### PROMPT
Retype the lines of the listing below without any changes, beginning with the line that contains "For the white" and running through the end of the listing.
____ MATERIALS PROVIDED
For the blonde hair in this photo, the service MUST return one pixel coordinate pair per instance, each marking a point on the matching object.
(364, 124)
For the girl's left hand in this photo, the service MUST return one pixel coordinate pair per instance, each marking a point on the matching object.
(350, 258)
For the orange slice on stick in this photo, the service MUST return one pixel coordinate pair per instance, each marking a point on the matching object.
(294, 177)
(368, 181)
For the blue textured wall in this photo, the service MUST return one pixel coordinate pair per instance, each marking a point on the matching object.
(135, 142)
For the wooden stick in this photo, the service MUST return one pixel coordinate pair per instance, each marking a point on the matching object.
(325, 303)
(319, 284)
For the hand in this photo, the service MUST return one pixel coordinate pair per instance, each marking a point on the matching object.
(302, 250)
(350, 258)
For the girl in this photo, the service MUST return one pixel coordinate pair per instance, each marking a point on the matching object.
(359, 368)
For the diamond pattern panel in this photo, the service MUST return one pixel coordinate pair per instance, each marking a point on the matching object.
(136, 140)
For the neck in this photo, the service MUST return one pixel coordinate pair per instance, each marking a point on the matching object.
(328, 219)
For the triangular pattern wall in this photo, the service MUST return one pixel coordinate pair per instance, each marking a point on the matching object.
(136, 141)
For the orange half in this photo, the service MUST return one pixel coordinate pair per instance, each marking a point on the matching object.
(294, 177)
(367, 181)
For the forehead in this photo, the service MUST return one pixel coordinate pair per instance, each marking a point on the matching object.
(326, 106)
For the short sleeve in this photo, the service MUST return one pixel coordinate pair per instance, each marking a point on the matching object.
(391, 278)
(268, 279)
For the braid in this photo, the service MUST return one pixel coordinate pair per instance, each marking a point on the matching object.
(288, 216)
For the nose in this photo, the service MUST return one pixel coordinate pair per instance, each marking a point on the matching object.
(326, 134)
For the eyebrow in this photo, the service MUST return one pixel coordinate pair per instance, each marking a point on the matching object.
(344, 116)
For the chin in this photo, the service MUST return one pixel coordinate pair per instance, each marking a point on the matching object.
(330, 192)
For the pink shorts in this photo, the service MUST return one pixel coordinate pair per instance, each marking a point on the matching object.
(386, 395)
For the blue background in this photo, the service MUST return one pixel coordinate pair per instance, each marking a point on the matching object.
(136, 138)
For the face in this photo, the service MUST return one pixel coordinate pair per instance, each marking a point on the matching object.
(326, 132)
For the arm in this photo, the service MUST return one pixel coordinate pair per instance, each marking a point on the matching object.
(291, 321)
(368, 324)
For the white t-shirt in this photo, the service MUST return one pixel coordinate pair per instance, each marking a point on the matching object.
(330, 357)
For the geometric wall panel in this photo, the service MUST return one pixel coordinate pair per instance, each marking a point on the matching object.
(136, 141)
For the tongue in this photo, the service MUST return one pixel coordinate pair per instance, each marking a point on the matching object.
________
### SOLUTION BELOW
For the white t-shirt in this photo, the service MUST return one pixel coordinate pair per instance, each marking a point on the matching object.
(330, 357)
For the geometric wall panel in this photo, the service MUST return one pixel coordinate pair per instance, each marking a point on the matching object.
(136, 141)
For the tongue in this photo, the service MUST return one pixel coordinate pair per instance, each marking a point on the matching object.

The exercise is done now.